:: WORK TO DO ::
Before the data, echo the passage on product knowledge collection from "Existing industry success" down to "existing data sources.", word for word.

Existing industry success for knowledge curation is mainly for popular domains such as Music, Movie, and Sport (Bollacker et al., 2008; Gao et al., 2018). Two common features for such domains make them pioneer domains for knowledge collection. First, there are already rich data in structured form and of decent quality for these domains. Taking Movie as an example, in addition to common knowledge sources such as Wikipedia and WikiData, other authoritative movie data sources include IMDb 111https://www.imdb.com/, and so on. Second, the complexity of the domain schema is manageable. Continuing with the Movie domain, the Freebase knowledge graph (Bollacker et al., 2008) contains 52 entity types and 155 relationships (Zhang et al., 2019) for this domain. An ontology to describe these types and relationships can be manually defined within weeks, especially by leveraging existing data sources.
The retail product domain presents a set of new challenges for knowledge collection.
C1- Structure-sparsity: First, except for a few categories such as electronics, structured data are sparse and noisy across nearly all data sources. This is because the majority of product data reside in catalogs from e-Business websites such as Amazon, Ebay, and Walmart, and they often rely on data contributed by retailers. In contrast to publishers for digital products like movies and books, in the retail business retailers mainly list product features in titles and descriptions instead of providing structured attribute information, and may even abuse those structured attribute fields for convenience in selling products (Zheng et al., 2018; Xu et al., 2019). As a result, structured knowledge needs to be mined from textual product profiles (e.g., titles and descriptions). Thousands of product attributes, billions of existing products, and millions of new products emerging on a daily basis, require fully automatic and efficient knowledge discovery and update mechanisms.
C2- Domain-complexity: Second, the domain is much more complex. The number of product types is towards millions and there are various relationships between the types like sub-types (e.g., swimsuit vs. athletic swimwear), synonyms (e.g., swimsuit vs. bathsuit), and overlapping types (e.g., fashion swimwear vs. two-piece swimwear). Product attributes vastly differ between types (e.g., compare TVs and dog food), and also evolve over time (e.g., older TVs did not have WiFi connectivity). All of these make it hard to design comprehensive ontology and keep it up-to-date, thus calling for automatic solutions.

:: LISTED ENTRIES ::

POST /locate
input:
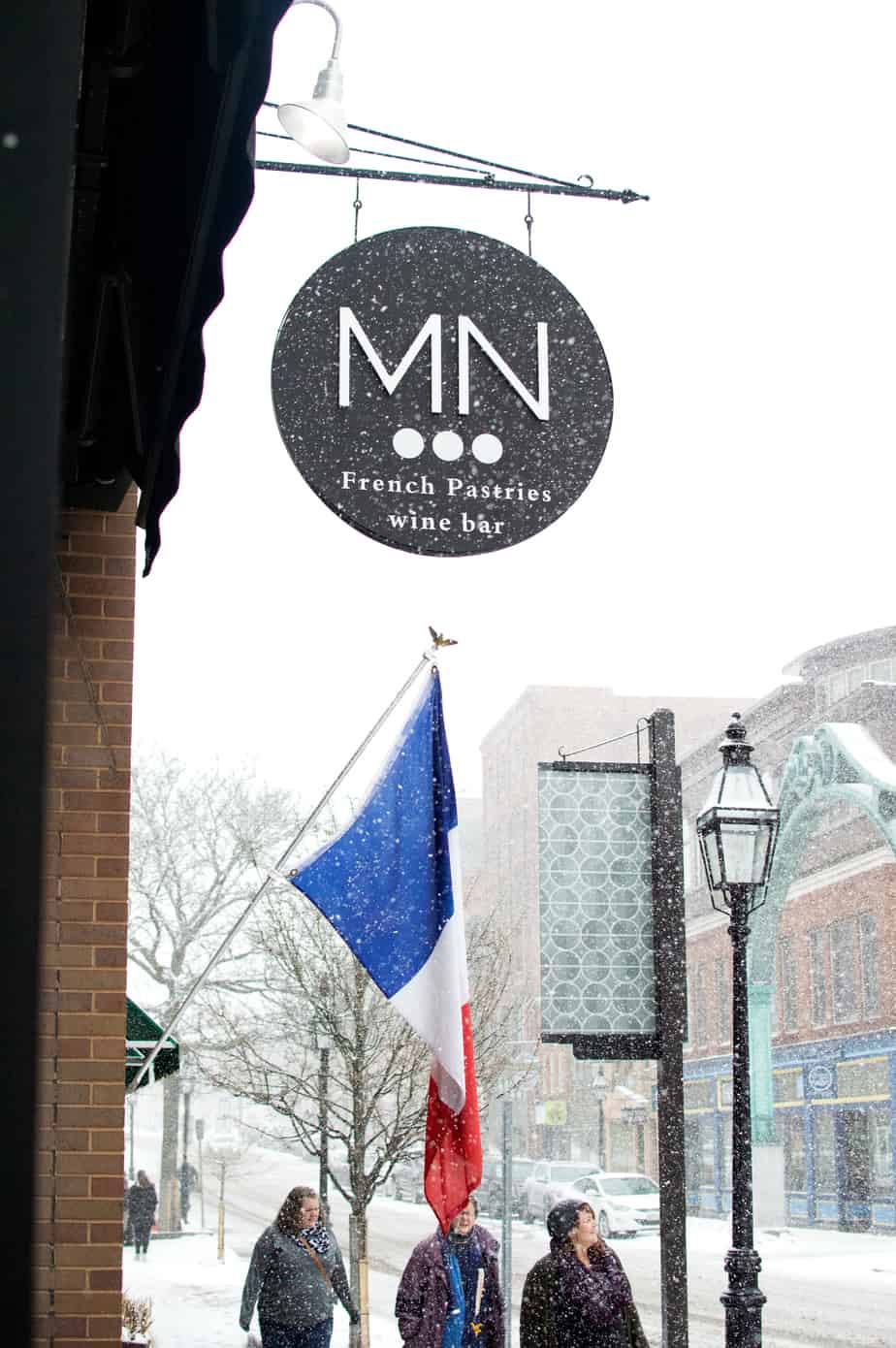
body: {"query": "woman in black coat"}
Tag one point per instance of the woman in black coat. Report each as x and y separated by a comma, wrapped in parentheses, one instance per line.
(142, 1204)
(578, 1295)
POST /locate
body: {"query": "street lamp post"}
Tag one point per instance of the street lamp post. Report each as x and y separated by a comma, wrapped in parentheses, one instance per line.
(324, 1087)
(131, 1108)
(737, 832)
(186, 1087)
(636, 1116)
(600, 1095)
(200, 1134)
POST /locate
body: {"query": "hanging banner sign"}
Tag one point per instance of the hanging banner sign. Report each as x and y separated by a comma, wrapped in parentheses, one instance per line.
(441, 391)
(595, 890)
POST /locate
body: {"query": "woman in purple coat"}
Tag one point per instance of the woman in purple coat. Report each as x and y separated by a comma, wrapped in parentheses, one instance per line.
(578, 1295)
(450, 1290)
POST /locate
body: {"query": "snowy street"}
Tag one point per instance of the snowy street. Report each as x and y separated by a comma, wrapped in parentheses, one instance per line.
(823, 1288)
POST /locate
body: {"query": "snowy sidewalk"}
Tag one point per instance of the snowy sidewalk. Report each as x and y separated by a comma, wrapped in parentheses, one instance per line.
(196, 1299)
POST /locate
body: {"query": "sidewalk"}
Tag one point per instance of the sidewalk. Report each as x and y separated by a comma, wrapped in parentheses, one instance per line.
(196, 1299)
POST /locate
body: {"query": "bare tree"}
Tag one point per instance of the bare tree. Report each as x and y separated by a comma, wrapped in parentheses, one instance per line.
(260, 1049)
(200, 846)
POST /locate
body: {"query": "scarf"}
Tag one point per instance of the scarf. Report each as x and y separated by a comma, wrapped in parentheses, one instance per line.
(467, 1253)
(453, 1333)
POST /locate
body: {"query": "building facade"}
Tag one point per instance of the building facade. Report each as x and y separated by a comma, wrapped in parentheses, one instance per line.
(566, 1108)
(823, 952)
(822, 949)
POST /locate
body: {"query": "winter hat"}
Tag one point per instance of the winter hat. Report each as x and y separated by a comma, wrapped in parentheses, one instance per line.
(562, 1217)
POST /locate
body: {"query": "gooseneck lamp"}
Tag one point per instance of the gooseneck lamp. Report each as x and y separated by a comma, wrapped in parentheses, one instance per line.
(318, 125)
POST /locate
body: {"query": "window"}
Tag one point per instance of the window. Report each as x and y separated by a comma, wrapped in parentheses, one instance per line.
(881, 1154)
(794, 1151)
(825, 1158)
(844, 970)
(837, 687)
(787, 964)
(722, 1002)
(708, 1150)
(699, 1005)
(688, 856)
(868, 960)
(818, 974)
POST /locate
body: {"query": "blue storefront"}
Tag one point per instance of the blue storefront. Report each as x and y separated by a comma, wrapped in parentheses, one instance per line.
(833, 1109)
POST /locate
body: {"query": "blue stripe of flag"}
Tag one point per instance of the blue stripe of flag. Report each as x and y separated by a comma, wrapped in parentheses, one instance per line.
(386, 882)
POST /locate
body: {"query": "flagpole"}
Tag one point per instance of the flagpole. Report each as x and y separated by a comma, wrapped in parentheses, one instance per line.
(428, 658)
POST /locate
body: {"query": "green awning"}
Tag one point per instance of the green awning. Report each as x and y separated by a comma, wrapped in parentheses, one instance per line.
(143, 1034)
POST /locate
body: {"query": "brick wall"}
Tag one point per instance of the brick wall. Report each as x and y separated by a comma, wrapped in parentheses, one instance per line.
(80, 1126)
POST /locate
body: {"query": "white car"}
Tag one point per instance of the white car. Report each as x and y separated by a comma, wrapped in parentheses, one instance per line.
(624, 1202)
(546, 1184)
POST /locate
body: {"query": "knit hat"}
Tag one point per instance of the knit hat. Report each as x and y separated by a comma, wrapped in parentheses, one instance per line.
(562, 1217)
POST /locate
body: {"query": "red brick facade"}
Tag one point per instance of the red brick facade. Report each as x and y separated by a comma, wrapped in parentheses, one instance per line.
(80, 1126)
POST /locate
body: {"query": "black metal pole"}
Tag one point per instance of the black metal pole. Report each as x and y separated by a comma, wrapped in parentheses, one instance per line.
(668, 957)
(186, 1124)
(507, 1215)
(324, 1103)
(743, 1301)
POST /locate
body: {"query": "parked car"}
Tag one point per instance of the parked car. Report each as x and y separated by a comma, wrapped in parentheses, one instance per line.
(491, 1192)
(546, 1179)
(624, 1202)
(405, 1181)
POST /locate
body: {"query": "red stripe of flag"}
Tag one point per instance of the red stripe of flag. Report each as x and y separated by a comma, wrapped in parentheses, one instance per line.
(453, 1165)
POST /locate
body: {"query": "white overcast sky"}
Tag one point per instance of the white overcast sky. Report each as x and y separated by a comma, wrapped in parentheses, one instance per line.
(744, 508)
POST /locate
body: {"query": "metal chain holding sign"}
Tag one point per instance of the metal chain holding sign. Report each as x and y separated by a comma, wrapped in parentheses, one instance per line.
(528, 218)
(357, 205)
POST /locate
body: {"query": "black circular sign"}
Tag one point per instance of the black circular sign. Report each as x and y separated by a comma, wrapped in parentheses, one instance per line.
(441, 391)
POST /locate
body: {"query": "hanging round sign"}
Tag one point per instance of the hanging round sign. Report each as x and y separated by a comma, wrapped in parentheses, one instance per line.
(441, 391)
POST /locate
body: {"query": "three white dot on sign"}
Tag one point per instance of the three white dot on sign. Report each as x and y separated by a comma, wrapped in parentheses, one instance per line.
(446, 445)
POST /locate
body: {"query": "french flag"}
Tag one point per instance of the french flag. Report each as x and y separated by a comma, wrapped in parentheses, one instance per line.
(391, 885)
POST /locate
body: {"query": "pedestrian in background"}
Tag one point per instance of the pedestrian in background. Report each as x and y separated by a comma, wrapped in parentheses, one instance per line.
(189, 1177)
(578, 1296)
(450, 1290)
(295, 1275)
(142, 1204)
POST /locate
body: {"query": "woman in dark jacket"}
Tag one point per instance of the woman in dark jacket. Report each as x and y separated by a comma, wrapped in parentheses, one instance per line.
(578, 1295)
(295, 1275)
(142, 1204)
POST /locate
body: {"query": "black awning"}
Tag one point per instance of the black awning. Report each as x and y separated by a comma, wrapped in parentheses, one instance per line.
(163, 177)
(143, 1034)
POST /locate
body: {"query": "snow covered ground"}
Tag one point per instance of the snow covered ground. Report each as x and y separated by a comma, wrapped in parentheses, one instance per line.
(196, 1297)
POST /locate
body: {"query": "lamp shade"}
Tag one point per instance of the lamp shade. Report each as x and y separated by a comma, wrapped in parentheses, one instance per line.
(737, 826)
(318, 125)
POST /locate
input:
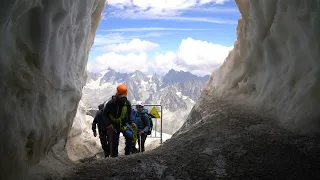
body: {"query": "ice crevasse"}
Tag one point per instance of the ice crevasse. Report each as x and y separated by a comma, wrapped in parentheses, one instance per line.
(275, 62)
(44, 51)
(44, 48)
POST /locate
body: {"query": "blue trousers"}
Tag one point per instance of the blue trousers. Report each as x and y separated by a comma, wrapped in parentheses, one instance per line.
(113, 138)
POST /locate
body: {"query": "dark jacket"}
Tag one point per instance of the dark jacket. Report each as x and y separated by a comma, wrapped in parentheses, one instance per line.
(114, 107)
(98, 120)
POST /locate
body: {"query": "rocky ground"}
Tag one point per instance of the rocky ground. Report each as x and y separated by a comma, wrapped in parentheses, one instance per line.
(231, 143)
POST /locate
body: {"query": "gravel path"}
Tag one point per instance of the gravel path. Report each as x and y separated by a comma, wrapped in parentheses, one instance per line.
(231, 143)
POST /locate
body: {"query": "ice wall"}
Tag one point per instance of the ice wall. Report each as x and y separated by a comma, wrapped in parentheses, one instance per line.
(275, 61)
(81, 143)
(44, 48)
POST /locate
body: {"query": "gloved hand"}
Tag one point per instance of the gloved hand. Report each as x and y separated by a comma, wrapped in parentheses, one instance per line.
(110, 126)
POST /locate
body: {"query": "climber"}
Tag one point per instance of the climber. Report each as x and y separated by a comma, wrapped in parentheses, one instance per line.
(141, 119)
(117, 113)
(102, 128)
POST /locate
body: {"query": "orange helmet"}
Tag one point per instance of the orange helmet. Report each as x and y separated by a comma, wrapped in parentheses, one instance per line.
(122, 90)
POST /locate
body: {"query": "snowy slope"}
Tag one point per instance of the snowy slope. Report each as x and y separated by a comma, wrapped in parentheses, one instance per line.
(274, 64)
(177, 95)
(44, 50)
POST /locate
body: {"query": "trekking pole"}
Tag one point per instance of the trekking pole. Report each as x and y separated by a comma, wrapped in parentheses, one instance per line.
(110, 139)
(140, 145)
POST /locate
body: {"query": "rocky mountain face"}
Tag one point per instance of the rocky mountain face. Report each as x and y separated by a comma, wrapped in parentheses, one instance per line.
(176, 91)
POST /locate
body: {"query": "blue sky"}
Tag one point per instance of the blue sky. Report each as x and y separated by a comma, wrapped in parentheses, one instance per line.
(155, 36)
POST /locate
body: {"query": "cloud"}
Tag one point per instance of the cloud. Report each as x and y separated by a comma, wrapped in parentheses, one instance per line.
(115, 38)
(121, 63)
(154, 29)
(135, 45)
(162, 10)
(195, 56)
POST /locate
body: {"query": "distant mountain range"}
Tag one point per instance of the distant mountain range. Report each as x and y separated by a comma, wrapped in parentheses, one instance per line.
(176, 91)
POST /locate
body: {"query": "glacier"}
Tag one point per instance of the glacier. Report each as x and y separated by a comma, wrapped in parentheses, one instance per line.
(273, 68)
(44, 51)
(274, 65)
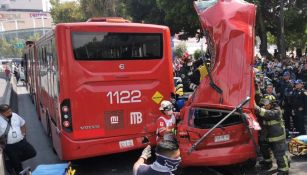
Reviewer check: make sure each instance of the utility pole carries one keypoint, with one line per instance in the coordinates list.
(282, 52)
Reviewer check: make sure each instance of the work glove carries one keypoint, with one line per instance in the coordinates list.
(146, 152)
(257, 108)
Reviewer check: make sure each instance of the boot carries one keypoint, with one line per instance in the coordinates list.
(264, 165)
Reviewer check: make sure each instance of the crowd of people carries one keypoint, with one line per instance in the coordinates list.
(286, 80)
(281, 108)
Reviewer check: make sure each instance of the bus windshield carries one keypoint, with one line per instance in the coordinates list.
(117, 46)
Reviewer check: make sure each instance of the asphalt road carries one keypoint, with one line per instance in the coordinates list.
(116, 164)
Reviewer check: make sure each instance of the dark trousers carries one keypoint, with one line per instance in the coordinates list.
(279, 152)
(299, 122)
(287, 116)
(17, 153)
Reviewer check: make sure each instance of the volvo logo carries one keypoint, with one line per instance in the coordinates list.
(121, 66)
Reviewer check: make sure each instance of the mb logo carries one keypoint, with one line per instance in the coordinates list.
(114, 119)
(135, 118)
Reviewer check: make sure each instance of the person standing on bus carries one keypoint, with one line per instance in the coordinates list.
(166, 123)
(12, 133)
(167, 160)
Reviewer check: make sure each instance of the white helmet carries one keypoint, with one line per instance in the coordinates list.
(165, 105)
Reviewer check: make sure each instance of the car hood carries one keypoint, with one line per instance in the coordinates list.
(229, 27)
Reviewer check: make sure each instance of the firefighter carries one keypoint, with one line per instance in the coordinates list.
(272, 136)
(166, 123)
(299, 106)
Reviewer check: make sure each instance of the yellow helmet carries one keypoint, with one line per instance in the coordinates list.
(268, 99)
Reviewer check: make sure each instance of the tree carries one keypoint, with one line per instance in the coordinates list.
(181, 16)
(102, 8)
(66, 12)
(146, 11)
(180, 49)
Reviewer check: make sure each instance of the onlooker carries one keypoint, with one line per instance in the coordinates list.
(299, 106)
(167, 159)
(12, 132)
(166, 123)
(7, 73)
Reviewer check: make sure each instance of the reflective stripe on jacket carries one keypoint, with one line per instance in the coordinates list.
(272, 124)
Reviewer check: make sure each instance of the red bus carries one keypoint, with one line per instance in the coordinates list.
(100, 85)
(30, 64)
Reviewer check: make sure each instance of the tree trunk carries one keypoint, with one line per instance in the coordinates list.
(262, 33)
(281, 38)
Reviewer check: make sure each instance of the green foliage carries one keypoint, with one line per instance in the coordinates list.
(181, 16)
(271, 38)
(145, 11)
(180, 49)
(66, 12)
(102, 8)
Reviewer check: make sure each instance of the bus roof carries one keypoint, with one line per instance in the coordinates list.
(112, 24)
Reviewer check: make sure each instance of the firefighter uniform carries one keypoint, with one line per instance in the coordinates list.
(272, 136)
(299, 109)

:: RESULT ::
Existing industry success for knowledge curation is mainly for popular domains such as Music, Movie, and Sport (Bollacker et al., 2008; Gao et al., 2018). Two common features for such domains make them pioneer domains for knowledge collection. First, there are already rich data in structured form and of decent quality for these domains. Taking Movie as an example, in addition to common knowledge sources such as Wikipedia and WikiData, other authoritative movie data sources include IMDb 111https://www.imdb.com/, and so on. Second, the complexity of the domain schema is manageable. Continuing with the Movie domain, the Freebase knowledge graph (Bollacker et al., 2008) contains 52 entity types and 155 relationships (Zhang et al., 2019) for this domain. An ontology to describe these types and relationships can be manually defined within weeks, especially by leveraging existing data sources.